(GIVEN INSTRUCTION) Print exactly the lines from the line with "of the rusty" to the last line of the data, please, both included.

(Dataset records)
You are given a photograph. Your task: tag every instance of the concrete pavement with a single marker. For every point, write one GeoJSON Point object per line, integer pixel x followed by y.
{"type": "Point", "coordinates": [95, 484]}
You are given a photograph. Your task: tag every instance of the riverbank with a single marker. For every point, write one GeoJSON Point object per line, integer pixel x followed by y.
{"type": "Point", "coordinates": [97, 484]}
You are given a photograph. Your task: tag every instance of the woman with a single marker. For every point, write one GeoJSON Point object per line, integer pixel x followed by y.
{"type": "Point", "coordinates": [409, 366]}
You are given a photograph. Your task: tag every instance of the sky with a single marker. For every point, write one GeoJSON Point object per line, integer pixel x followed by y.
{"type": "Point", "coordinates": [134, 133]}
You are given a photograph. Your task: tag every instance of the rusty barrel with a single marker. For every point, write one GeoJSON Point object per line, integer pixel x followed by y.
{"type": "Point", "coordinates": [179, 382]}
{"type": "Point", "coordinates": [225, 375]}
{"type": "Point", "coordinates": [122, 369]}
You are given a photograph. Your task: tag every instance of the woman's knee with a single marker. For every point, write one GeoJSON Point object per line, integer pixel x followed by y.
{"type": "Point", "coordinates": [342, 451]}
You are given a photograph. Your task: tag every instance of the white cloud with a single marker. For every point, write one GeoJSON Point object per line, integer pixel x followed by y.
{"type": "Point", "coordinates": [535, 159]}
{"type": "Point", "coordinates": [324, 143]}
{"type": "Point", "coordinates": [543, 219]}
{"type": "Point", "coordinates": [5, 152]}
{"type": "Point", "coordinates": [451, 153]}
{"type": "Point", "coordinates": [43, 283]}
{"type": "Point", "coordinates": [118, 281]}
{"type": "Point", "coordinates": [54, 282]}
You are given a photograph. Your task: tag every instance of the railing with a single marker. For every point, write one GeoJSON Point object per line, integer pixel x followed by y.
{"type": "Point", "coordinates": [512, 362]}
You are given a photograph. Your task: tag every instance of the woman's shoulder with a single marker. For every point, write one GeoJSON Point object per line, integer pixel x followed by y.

(PROBLEM SOLUTION)
You are given a photograph. Your task: tag every instance of the rusty barrel with a single marker. For every point, write one GeoJSON Point object per line, integer pixel x followed by y.
{"type": "Point", "coordinates": [179, 382]}
{"type": "Point", "coordinates": [225, 375]}
{"type": "Point", "coordinates": [122, 369]}
You are given a photograph. Your task: tag every instance of the woman's knee with a single marker. For every point, write one GeoJSON Point object per line, integer pixel x followed by y.
{"type": "Point", "coordinates": [342, 451]}
You are given a photograph. Your task: tag every instance of the white cloud with a single marker. For every point, write one GeoJSON Point object per line, integer pixel x followed by y.
{"type": "Point", "coordinates": [535, 159]}
{"type": "Point", "coordinates": [324, 143]}
{"type": "Point", "coordinates": [543, 219]}
{"type": "Point", "coordinates": [5, 152]}
{"type": "Point", "coordinates": [451, 153]}
{"type": "Point", "coordinates": [43, 283]}
{"type": "Point", "coordinates": [118, 281]}
{"type": "Point", "coordinates": [54, 282]}
You are given a photograph. Your task: tag every instance of the railing with a single marker. For every point, write one GeoJSON Point object per line, integer pixel x followed by y.
{"type": "Point", "coordinates": [512, 362]}
You are given a photograph. Your task: tag every instance of the woman's shoulder with a single marker. For every point, write one GeoJSON Point object per line, integer pixel x followed by y.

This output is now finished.